§ **Raw records**
begin
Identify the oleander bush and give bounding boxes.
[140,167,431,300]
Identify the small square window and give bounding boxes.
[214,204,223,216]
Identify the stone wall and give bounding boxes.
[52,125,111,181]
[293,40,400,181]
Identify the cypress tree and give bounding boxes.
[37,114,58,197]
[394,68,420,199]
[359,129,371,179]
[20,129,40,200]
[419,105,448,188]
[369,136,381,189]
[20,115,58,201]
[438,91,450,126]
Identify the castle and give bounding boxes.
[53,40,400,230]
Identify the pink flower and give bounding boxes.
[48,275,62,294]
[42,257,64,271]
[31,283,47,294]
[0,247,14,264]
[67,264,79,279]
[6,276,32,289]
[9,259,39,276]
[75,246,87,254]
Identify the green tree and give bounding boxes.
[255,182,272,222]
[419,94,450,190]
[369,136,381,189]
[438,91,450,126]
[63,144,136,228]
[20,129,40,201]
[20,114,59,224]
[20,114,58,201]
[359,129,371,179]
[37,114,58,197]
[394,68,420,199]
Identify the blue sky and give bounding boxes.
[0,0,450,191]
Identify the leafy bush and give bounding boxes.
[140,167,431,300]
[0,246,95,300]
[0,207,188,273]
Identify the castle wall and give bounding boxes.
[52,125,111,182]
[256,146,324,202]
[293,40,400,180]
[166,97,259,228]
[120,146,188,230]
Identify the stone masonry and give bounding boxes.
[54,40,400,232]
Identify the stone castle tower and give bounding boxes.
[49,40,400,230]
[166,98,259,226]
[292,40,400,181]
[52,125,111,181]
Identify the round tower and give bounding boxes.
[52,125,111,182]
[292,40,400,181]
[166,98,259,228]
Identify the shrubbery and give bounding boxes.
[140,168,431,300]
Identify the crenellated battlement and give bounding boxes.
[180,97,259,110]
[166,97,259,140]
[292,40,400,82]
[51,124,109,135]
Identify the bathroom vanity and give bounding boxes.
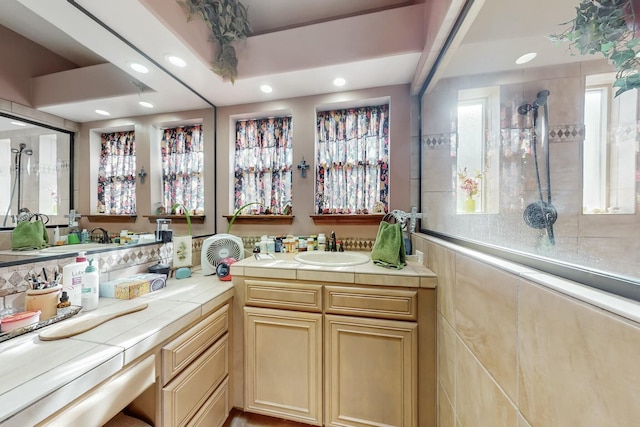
[231,253,437,427]
[0,272,234,427]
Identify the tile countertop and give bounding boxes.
[0,271,234,426]
[231,251,438,288]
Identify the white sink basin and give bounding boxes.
[295,251,369,267]
[40,243,114,254]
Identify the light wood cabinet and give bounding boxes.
[239,277,434,427]
[160,304,231,427]
[244,307,322,425]
[325,314,418,427]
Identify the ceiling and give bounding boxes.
[0,0,425,123]
[0,0,593,123]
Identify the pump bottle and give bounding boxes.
[62,252,89,306]
[82,258,100,311]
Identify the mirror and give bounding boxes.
[0,114,73,230]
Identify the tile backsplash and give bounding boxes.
[0,237,206,310]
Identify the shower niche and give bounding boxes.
[0,115,73,229]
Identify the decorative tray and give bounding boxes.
[0,305,82,342]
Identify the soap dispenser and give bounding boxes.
[62,252,88,306]
[82,258,100,311]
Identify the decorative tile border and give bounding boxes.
[549,123,584,143]
[422,133,453,148]
[241,236,376,251]
[0,236,208,300]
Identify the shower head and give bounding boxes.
[533,89,551,107]
[518,89,551,116]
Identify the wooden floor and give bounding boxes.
[223,408,310,427]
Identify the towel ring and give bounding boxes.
[382,210,409,230]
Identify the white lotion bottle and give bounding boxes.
[62,252,89,306]
[82,258,100,311]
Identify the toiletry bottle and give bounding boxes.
[62,252,89,306]
[318,233,327,251]
[82,258,100,311]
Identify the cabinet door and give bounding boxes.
[244,307,322,425]
[325,315,418,427]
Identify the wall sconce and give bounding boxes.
[138,166,147,184]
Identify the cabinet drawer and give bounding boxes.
[325,286,418,320]
[245,280,322,313]
[187,378,229,427]
[162,304,229,385]
[162,334,229,426]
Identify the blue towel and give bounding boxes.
[371,221,407,269]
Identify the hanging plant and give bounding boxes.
[549,0,640,96]
[178,0,251,83]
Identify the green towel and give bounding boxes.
[371,221,407,269]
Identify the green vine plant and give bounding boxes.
[178,0,251,84]
[171,203,193,236]
[549,0,640,96]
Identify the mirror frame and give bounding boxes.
[0,111,75,231]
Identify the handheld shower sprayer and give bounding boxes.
[2,142,33,227]
[518,89,558,245]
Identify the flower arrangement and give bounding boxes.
[458,168,483,199]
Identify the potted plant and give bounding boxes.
[178,0,251,83]
[458,168,482,213]
[550,0,640,96]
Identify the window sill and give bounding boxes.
[311,214,385,225]
[142,215,206,224]
[223,215,294,224]
[83,214,138,223]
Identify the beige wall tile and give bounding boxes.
[437,316,456,405]
[428,243,456,327]
[516,280,640,427]
[455,339,516,427]
[438,387,456,427]
[518,413,531,427]
[455,255,517,400]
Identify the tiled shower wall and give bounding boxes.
[414,235,640,427]
[0,237,206,310]
[421,61,640,276]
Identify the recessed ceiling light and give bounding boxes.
[167,55,187,67]
[129,62,149,74]
[516,52,538,65]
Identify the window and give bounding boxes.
[315,104,389,214]
[454,87,500,213]
[160,125,204,215]
[582,74,637,214]
[234,117,293,215]
[98,131,136,215]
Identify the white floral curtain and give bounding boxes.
[316,104,389,214]
[234,117,293,214]
[161,125,204,214]
[98,131,136,215]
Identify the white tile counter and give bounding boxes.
[231,251,438,288]
[0,271,234,427]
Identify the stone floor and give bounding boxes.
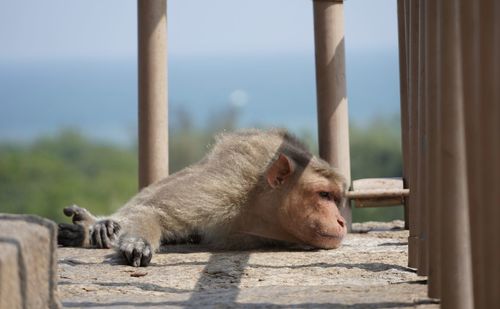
[58,221,439,308]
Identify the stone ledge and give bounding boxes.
[0,214,61,308]
[58,221,439,308]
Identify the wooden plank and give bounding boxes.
[346,178,410,208]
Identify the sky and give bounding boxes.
[0,0,397,61]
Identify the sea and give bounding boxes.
[0,50,400,144]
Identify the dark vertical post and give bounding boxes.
[416,0,428,276]
[439,0,474,309]
[137,0,168,188]
[397,0,410,229]
[460,1,482,308]
[313,0,352,230]
[408,0,420,268]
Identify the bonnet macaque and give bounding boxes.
[58,130,346,266]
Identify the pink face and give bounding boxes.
[280,169,347,249]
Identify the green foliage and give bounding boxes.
[0,130,137,221]
[0,110,402,221]
[350,117,404,222]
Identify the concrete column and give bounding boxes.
[423,1,442,298]
[313,0,352,230]
[137,0,168,188]
[439,0,474,309]
[466,0,500,308]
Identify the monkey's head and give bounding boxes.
[242,154,347,249]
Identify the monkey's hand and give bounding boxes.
[118,235,153,267]
[89,219,121,248]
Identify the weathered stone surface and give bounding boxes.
[59,221,438,308]
[0,214,60,308]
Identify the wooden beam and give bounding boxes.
[313,0,352,230]
[137,0,168,188]
[397,0,410,229]
[408,0,420,268]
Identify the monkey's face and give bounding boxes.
[279,168,347,249]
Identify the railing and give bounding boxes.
[138,0,500,309]
[398,0,500,309]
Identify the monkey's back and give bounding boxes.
[117,129,312,247]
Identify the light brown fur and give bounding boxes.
[58,130,345,266]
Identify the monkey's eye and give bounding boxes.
[318,191,333,201]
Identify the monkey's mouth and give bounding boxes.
[316,232,344,240]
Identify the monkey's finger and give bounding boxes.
[106,220,120,240]
[100,224,111,249]
[141,246,153,266]
[92,226,102,248]
[57,223,85,247]
[132,248,142,267]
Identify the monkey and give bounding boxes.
[58,129,346,267]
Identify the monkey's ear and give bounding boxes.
[266,154,293,188]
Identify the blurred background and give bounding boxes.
[0,0,403,221]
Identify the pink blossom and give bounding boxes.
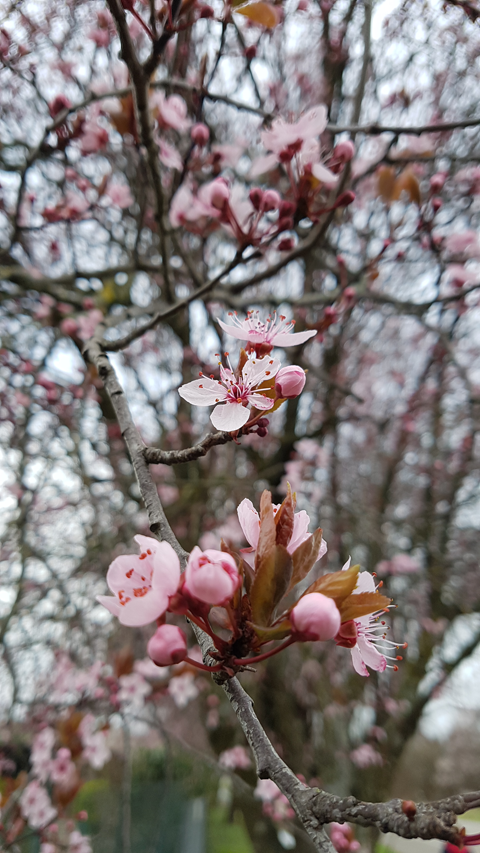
[97,535,180,626]
[150,91,192,132]
[218,746,252,770]
[78,714,112,770]
[20,779,57,829]
[30,727,55,782]
[105,183,133,210]
[67,829,92,853]
[117,672,152,707]
[50,747,76,787]
[290,592,341,640]
[190,122,210,148]
[77,308,103,341]
[350,743,383,769]
[158,139,183,172]
[445,230,480,258]
[147,625,187,666]
[167,672,200,708]
[275,364,306,400]
[446,264,480,287]
[178,357,280,432]
[335,560,388,676]
[79,121,109,155]
[183,545,241,605]
[237,498,327,567]
[217,311,317,347]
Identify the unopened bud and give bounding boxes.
[147,625,187,666]
[275,364,306,400]
[335,190,355,207]
[262,190,282,213]
[277,237,295,252]
[190,122,210,148]
[333,139,355,163]
[210,178,230,210]
[248,187,263,210]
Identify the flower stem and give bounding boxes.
[233,637,295,666]
[182,657,223,672]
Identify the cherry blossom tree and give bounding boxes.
[0,0,480,853]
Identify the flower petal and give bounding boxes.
[152,542,180,596]
[237,498,260,548]
[118,589,168,627]
[178,376,227,406]
[210,403,250,432]
[97,595,122,616]
[247,394,275,411]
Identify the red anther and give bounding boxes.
[402,800,417,820]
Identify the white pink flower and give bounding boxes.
[183,545,241,605]
[217,311,317,347]
[97,535,180,626]
[147,625,187,666]
[178,356,280,432]
[150,92,192,132]
[275,364,306,400]
[237,498,327,567]
[20,779,57,829]
[290,592,341,641]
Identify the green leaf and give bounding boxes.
[289,527,322,592]
[305,566,360,607]
[339,592,392,622]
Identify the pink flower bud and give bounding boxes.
[333,139,355,163]
[190,122,210,148]
[430,172,448,193]
[60,317,78,337]
[147,625,187,666]
[210,178,230,210]
[248,187,263,210]
[183,546,241,605]
[275,364,305,400]
[277,237,295,252]
[290,592,341,640]
[262,190,282,213]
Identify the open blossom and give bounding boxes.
[30,726,55,782]
[217,311,317,349]
[290,592,341,640]
[250,105,338,186]
[150,92,192,132]
[237,498,327,567]
[97,535,180,626]
[184,546,241,605]
[178,357,280,432]
[20,779,57,829]
[335,560,404,675]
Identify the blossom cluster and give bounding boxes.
[178,311,316,436]
[98,490,399,676]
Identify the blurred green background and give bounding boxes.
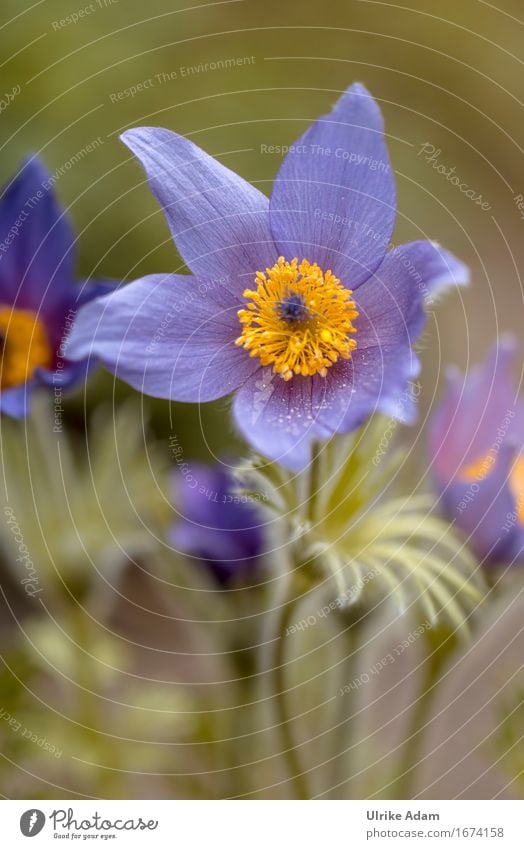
[0,0,524,798]
[4,0,524,456]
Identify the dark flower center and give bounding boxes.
[277,292,310,324]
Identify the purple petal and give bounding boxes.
[233,364,340,469]
[410,241,470,303]
[121,127,277,292]
[0,157,74,317]
[65,274,257,401]
[0,380,35,419]
[270,84,396,289]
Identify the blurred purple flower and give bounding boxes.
[170,465,264,586]
[430,338,524,562]
[0,157,111,418]
[65,84,468,468]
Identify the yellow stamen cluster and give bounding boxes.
[235,257,358,380]
[460,452,524,525]
[0,307,52,390]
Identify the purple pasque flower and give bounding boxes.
[170,464,264,586]
[0,157,111,418]
[430,337,524,562]
[64,85,467,468]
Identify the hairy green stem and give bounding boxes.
[391,629,457,799]
[273,599,310,799]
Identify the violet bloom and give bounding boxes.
[64,85,467,468]
[170,465,264,586]
[0,157,111,418]
[430,339,524,562]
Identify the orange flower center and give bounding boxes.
[0,307,53,390]
[235,257,358,380]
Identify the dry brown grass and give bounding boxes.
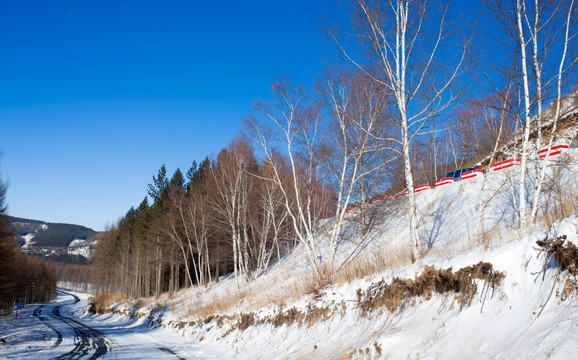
[357,262,505,316]
[88,292,129,314]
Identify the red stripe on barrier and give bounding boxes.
[490,159,521,171]
[539,145,569,159]
[415,184,431,193]
[436,178,454,187]
[462,170,484,180]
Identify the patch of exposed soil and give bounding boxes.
[357,262,505,315]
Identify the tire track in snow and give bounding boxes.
[32,305,62,347]
[52,292,109,360]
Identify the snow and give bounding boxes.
[22,233,34,249]
[0,292,232,360]
[68,239,86,247]
[0,148,578,359]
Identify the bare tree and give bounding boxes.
[333,0,465,259]
[246,78,326,271]
[319,71,388,266]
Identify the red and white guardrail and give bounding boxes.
[436,178,454,187]
[462,169,484,180]
[492,159,521,171]
[540,145,568,159]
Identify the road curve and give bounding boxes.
[51,290,110,360]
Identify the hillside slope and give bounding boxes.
[9,217,98,264]
[90,142,578,359]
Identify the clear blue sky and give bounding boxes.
[0,0,344,230]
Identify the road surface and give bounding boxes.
[0,290,233,360]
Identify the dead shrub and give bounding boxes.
[536,235,578,276]
[357,262,505,316]
[305,265,334,298]
[560,279,578,301]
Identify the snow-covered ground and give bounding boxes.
[0,291,232,359]
[0,148,578,359]
[93,149,578,359]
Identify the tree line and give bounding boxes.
[93,0,577,296]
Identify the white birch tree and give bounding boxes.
[333,0,465,259]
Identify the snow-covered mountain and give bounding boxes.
[89,143,578,359]
[10,217,98,264]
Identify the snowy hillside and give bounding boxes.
[88,148,578,359]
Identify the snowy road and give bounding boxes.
[0,290,232,360]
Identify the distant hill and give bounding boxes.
[9,217,98,264]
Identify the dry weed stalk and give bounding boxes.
[357,262,505,316]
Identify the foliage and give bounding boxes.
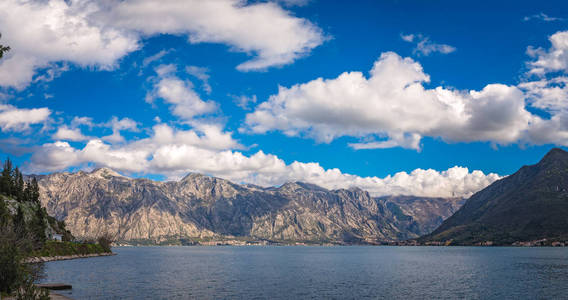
[0,34,10,58]
[97,233,114,252]
[0,159,39,203]
[35,241,111,257]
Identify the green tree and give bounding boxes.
[0,33,10,58]
[0,158,14,196]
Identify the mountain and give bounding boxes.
[36,168,461,244]
[420,148,568,245]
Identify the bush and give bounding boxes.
[97,233,113,252]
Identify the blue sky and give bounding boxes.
[0,0,568,196]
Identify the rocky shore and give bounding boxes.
[24,253,116,264]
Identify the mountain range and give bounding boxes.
[419,148,568,245]
[36,168,464,244]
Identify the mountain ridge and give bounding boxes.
[419,148,568,245]
[34,169,460,244]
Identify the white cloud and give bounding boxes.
[0,104,51,131]
[185,66,211,94]
[142,50,169,68]
[101,0,325,71]
[527,31,568,76]
[146,65,218,121]
[102,117,138,143]
[230,95,256,109]
[523,12,564,22]
[51,125,89,141]
[28,124,499,197]
[0,0,325,89]
[241,52,534,149]
[0,0,138,89]
[400,34,456,56]
[519,76,568,112]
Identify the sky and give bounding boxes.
[0,0,568,197]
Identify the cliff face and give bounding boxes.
[421,149,568,245]
[38,169,459,243]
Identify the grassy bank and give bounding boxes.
[30,241,111,257]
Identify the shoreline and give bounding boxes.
[24,252,116,264]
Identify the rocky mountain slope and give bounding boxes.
[421,149,568,245]
[37,168,461,243]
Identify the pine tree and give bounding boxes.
[14,205,27,238]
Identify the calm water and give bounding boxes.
[44,247,568,299]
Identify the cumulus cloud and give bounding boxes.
[230,95,256,109]
[241,52,535,149]
[0,104,51,132]
[0,0,325,89]
[0,0,138,89]
[102,117,138,143]
[519,76,568,113]
[523,12,564,22]
[51,125,89,141]
[527,31,568,76]
[185,66,211,94]
[102,0,325,71]
[146,65,217,120]
[28,124,500,197]
[400,34,456,56]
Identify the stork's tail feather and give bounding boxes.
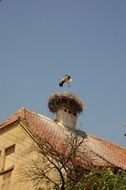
end
§ **Instructions for the task**
Rename "monkey's" to "ape's" in the entries starting with the line with "Identify the green foliage" and going on through the line with "[0,214,60,308]", leaving everything else as it is. Give back only those lines.

§ **Response for this exercise**
Identify the green foliage and give bounding boxes.
[0,130,137,221]
[0,110,402,221]
[350,117,404,222]
Identify the concrete column and give bounding boxes.
[423,1,442,298]
[313,0,352,230]
[137,0,168,188]
[439,0,474,309]
[466,0,500,308]
Identify the ape's head and give bounding boxes.
[242,154,347,249]
Identify the ape's hand and give bounding boxes.
[118,235,153,267]
[89,219,121,248]
Identify the weathered stone surface and give bounding boxes.
[59,221,438,308]
[0,214,60,308]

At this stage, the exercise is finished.